Short exercise 1 — Please pick out every line of the records that contains the word "damaged". Case counts.

= Jason Eady =

American singer-songwriter

Jason Eady (born January 23, 1975) is an American singer and guitarist, originally from Mississippi but now based in Texas. He is affiliated with the Texas country music scene, particularly through his evocation of an "old school honky-tonk" style of songwriting.

==Biography==
Jason Eady grew up in Jackson, Mississippi, and has been influenced by bluegrass, Don Williams and Willie Nelson. He is married to, and frequently collaborates with, Texas singer-songwriter Courtney Patton.

Eady collaborated with Kevin Welch on his last three albums, AM Country Heaven from 2012, Daylight and Dark from 2014, and his self-titled album from 2017. AM Country Heaven debuted at number 40 on the Billboard Top Country Albums chart and number 9 on the Top Heatseekers chart.

Highway Prayer: A Tribute to Adam Carroll, released on Austin-based Eight 30 Records in late 2016, featured Eady's take on Carroll's "Errol's Song." Additionally, Eight 30 Records' Floater: A Tribute to the Tributes to Gary Floater featured Eady's version of "Stand Back Boys I'm Fixing to Care.

==Reviews==
AllMusic gave Daylight and Dark a 4 star review and said, "In terms of quality, it belongs on a shelf next to Dwight Yoakam's Buenas Noches from a Lonely Room, Joe Ely's Letter to Laredo, and yes, even Willie Nelson's Phases and Stages". NPR's Ken Tucker contrasted Eady's traditionalism with Jon Pardi and said, "Ultimately, both Pardi and Eady have to confront the dilemma of all young country musicians: how to navigate the pop current that keeps country music commercially viable while connecting to a past that fewer and fewer listeners are aware of."

Rows from a pointing dataset —

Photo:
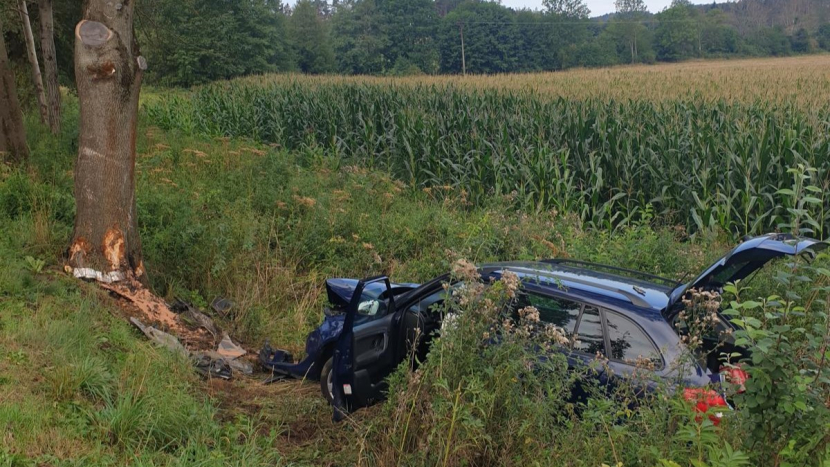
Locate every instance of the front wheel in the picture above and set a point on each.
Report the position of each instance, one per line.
(327, 380)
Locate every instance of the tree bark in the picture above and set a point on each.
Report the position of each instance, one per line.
(108, 70)
(50, 65)
(32, 54)
(12, 132)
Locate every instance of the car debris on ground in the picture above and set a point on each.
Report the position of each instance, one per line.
(224, 362)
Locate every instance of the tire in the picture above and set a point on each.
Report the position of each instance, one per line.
(325, 380)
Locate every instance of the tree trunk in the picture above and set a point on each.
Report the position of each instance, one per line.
(108, 70)
(50, 64)
(12, 132)
(32, 54)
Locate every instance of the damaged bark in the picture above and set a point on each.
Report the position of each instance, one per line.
(13, 146)
(50, 65)
(108, 69)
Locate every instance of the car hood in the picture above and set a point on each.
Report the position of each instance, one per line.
(340, 291)
(751, 255)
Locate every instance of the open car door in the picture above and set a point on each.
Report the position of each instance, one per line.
(366, 351)
(748, 257)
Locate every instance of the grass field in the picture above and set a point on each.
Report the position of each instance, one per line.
(227, 208)
(709, 149)
(803, 80)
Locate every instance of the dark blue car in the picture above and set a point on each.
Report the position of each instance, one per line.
(620, 314)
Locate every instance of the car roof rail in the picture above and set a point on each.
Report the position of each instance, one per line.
(633, 297)
(598, 266)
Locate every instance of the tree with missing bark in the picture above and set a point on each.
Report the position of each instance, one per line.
(12, 132)
(50, 64)
(108, 71)
(31, 54)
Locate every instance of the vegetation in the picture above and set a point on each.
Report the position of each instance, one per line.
(701, 163)
(191, 42)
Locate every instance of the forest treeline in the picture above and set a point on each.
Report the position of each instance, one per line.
(189, 42)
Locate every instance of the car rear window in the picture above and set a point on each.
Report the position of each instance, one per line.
(589, 334)
(628, 342)
(562, 313)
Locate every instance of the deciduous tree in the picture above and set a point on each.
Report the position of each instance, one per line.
(311, 39)
(31, 54)
(108, 69)
(12, 132)
(50, 64)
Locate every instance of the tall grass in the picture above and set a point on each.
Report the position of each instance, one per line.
(704, 164)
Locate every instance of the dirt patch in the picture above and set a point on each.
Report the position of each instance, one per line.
(141, 304)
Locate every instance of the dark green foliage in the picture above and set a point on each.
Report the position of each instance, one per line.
(490, 38)
(360, 38)
(801, 42)
(197, 41)
(547, 153)
(717, 37)
(677, 35)
(312, 44)
(411, 26)
(771, 41)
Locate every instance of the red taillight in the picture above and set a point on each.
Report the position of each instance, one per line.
(736, 376)
(703, 400)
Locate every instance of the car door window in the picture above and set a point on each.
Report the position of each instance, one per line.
(559, 312)
(589, 338)
(629, 343)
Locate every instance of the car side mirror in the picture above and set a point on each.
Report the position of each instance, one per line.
(368, 308)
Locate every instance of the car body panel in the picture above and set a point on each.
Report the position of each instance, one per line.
(749, 256)
(320, 341)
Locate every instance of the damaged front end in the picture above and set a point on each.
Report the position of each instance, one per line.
(320, 342)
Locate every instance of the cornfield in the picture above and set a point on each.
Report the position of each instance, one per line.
(702, 163)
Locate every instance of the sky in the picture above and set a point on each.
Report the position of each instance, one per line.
(598, 7)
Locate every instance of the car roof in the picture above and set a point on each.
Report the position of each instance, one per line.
(615, 290)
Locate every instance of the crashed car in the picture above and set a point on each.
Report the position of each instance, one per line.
(619, 314)
(319, 348)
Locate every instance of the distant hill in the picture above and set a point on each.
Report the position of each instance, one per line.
(747, 15)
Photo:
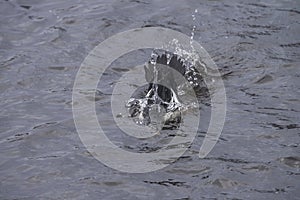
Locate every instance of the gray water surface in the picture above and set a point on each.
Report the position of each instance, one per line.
(256, 47)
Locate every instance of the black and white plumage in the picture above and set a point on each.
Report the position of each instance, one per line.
(144, 98)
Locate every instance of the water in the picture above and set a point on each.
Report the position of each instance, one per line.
(256, 47)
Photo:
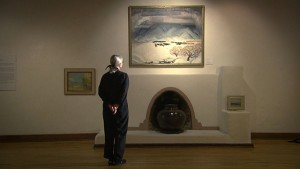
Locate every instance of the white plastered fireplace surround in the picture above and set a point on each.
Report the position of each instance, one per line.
(207, 95)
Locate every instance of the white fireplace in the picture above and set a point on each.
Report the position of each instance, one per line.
(205, 95)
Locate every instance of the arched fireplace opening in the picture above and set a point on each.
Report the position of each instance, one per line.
(175, 99)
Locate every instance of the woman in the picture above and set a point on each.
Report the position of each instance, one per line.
(113, 92)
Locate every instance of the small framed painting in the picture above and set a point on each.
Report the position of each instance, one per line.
(79, 81)
(236, 103)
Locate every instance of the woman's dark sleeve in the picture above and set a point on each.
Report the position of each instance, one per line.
(101, 89)
(124, 89)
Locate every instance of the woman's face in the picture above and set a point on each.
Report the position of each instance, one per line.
(121, 65)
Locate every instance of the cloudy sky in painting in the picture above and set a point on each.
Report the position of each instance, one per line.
(145, 22)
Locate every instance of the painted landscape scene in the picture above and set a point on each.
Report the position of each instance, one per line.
(166, 36)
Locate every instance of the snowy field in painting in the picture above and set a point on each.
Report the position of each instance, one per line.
(147, 53)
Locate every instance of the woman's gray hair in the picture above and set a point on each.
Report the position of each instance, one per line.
(115, 61)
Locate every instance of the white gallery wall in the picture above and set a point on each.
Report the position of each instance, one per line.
(46, 36)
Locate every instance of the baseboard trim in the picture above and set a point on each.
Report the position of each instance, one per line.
(47, 137)
(275, 135)
(91, 136)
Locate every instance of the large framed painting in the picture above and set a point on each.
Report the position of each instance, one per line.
(166, 36)
(79, 81)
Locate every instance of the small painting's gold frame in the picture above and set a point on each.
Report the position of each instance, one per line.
(79, 81)
(236, 103)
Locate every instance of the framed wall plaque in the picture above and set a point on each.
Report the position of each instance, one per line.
(236, 103)
(166, 36)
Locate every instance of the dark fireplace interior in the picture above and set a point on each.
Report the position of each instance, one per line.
(169, 97)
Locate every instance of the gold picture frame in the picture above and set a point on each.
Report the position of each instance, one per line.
(79, 81)
(166, 36)
(235, 102)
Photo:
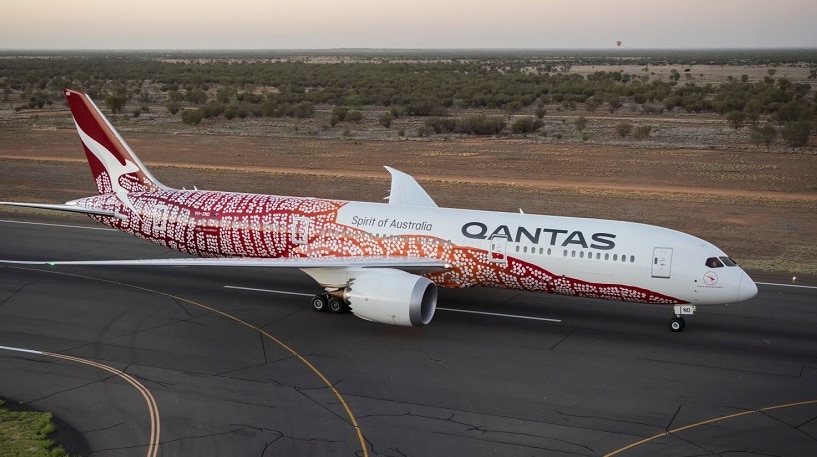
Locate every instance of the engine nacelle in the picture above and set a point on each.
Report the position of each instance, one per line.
(392, 297)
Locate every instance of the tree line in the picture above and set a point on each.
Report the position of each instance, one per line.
(434, 88)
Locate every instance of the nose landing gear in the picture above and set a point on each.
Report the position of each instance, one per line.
(677, 323)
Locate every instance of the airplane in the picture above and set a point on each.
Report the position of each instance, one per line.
(385, 261)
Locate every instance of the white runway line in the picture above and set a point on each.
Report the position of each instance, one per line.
(513, 316)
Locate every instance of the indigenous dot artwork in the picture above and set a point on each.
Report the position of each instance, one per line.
(218, 224)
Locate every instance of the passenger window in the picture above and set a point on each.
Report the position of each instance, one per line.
(713, 262)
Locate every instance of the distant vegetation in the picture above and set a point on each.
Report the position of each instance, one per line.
(447, 88)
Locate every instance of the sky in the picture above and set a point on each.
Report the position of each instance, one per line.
(415, 24)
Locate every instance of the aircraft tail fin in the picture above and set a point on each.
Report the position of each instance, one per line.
(114, 165)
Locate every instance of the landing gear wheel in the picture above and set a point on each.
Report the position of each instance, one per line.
(676, 324)
(336, 305)
(319, 303)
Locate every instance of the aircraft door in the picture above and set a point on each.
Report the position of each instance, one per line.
(160, 214)
(300, 230)
(661, 262)
(498, 245)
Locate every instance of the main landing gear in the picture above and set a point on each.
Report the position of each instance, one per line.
(677, 323)
(329, 302)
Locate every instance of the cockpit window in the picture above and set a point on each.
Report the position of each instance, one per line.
(728, 262)
(714, 262)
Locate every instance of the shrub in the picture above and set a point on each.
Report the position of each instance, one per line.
(580, 123)
(481, 124)
(796, 133)
(624, 129)
(385, 120)
(642, 132)
(441, 124)
(192, 116)
(526, 125)
(765, 135)
(340, 112)
(354, 116)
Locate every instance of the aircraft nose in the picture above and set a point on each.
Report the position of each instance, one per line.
(747, 288)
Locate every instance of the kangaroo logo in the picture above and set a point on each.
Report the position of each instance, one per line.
(112, 165)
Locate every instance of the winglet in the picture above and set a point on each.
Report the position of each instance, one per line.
(114, 165)
(406, 191)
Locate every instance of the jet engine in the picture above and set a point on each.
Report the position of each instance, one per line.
(392, 297)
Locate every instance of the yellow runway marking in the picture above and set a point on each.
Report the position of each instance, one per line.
(307, 363)
(708, 421)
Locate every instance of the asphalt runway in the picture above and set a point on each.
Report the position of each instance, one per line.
(231, 371)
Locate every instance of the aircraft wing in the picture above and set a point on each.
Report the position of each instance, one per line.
(69, 208)
(415, 264)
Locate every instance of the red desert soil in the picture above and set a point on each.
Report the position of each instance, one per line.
(759, 207)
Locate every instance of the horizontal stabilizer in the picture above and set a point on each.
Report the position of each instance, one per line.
(69, 208)
(406, 191)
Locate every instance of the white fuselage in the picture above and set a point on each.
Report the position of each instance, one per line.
(563, 255)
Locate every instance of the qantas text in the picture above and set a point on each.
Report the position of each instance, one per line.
(553, 237)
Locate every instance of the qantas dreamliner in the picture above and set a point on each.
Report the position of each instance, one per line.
(384, 261)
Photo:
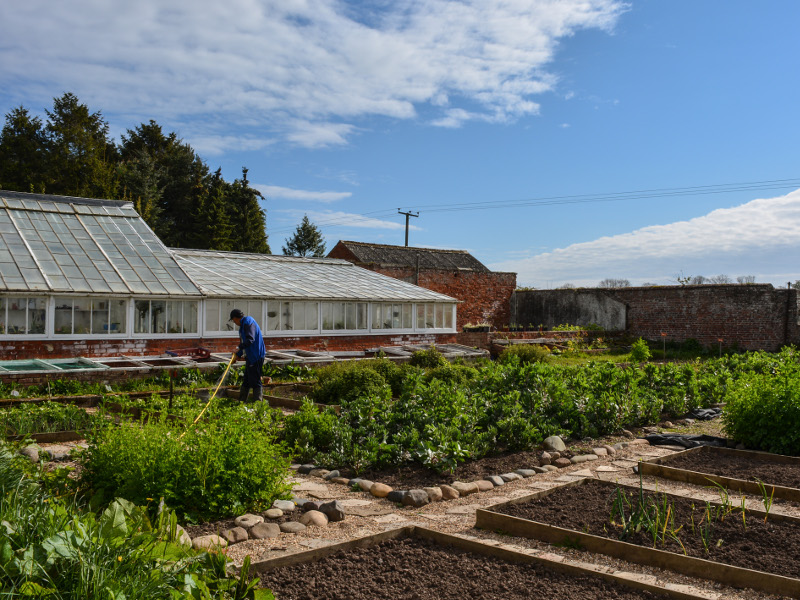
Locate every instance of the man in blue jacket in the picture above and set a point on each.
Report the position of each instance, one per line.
(254, 351)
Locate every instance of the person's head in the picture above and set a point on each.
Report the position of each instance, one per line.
(237, 316)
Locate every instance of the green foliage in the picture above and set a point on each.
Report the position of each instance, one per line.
(306, 241)
(52, 547)
(220, 467)
(524, 353)
(763, 407)
(428, 359)
(47, 417)
(170, 186)
(640, 351)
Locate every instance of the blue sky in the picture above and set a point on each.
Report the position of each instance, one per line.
(524, 131)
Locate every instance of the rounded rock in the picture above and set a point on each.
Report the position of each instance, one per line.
(209, 542)
(234, 535)
(264, 531)
(380, 490)
(434, 493)
(284, 505)
(292, 527)
(248, 520)
(449, 492)
(484, 486)
(554, 443)
(314, 518)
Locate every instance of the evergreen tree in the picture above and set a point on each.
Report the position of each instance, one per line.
(215, 224)
(306, 241)
(180, 172)
(247, 217)
(23, 153)
(81, 157)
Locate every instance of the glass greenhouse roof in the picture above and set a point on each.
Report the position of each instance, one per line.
(231, 274)
(64, 245)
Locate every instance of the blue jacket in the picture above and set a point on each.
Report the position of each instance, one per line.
(252, 344)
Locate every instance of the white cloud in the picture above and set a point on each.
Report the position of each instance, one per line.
(274, 191)
(298, 70)
(761, 237)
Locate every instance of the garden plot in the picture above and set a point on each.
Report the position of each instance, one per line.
(415, 562)
(740, 470)
(716, 541)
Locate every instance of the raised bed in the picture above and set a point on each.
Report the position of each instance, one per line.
(414, 562)
(578, 514)
(778, 472)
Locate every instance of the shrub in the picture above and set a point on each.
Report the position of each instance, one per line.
(640, 351)
(428, 359)
(525, 353)
(220, 467)
(763, 411)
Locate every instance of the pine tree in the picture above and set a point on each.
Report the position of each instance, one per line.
(81, 157)
(306, 241)
(23, 153)
(247, 217)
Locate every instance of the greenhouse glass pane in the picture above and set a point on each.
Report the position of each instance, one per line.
(212, 315)
(118, 315)
(141, 316)
(62, 323)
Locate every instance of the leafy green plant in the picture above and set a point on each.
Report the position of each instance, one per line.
(216, 468)
(640, 351)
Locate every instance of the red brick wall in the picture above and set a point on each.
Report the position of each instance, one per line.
(485, 296)
(754, 317)
(27, 349)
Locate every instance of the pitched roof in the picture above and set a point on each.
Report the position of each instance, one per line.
(60, 244)
(238, 274)
(402, 256)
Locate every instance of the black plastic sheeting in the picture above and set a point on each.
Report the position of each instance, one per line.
(686, 440)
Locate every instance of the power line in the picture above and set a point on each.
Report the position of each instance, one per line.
(702, 190)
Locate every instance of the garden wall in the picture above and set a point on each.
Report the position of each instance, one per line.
(27, 349)
(752, 317)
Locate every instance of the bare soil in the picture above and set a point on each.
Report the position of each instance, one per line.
(414, 569)
(772, 546)
(415, 475)
(738, 467)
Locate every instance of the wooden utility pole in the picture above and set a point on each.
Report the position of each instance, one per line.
(407, 214)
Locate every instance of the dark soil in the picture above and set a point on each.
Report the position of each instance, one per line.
(773, 546)
(414, 569)
(415, 475)
(738, 467)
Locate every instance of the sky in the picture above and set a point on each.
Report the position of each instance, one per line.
(569, 141)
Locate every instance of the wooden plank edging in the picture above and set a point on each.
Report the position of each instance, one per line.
(687, 565)
(474, 546)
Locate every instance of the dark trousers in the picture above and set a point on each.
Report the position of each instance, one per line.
(252, 379)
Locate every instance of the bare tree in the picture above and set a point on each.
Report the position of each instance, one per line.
(614, 283)
(720, 279)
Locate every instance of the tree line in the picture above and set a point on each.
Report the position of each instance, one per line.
(185, 203)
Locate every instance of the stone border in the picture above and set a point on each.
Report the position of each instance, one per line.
(551, 461)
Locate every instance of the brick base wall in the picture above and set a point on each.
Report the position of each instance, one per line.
(27, 349)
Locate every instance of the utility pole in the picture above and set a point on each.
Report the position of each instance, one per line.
(407, 214)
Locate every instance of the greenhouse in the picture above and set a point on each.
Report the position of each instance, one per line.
(89, 277)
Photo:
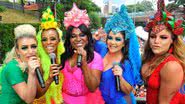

Short exercise 2 — Decide whether each statement agrees with the article on Jason Eady, giving yes or no and quoting the words from the article that decide it. (a) Eady grew up in Jackson, Mississippi. (b) AM Country Heaven debuted at number 9 on the Billboard Top Country Albums chart. (c) AllMusic gave Daylight and Dark a 5 star review.

Complete response 1 —
Locate every instance of the damaged bark in the picture above and set a point on each.
Locate every instance of the damaged front end in the picture above and set a point on each.

Complete response 2 —
(a) Yes: "Jason Eady grew up in Jackson, Mississippi"
(b) No: "AM Country Heaven debuted at number 40 on the Billboard Top Country Albums chart"
(c) No: "AllMusic gave Daylight and Dark a 4 star review"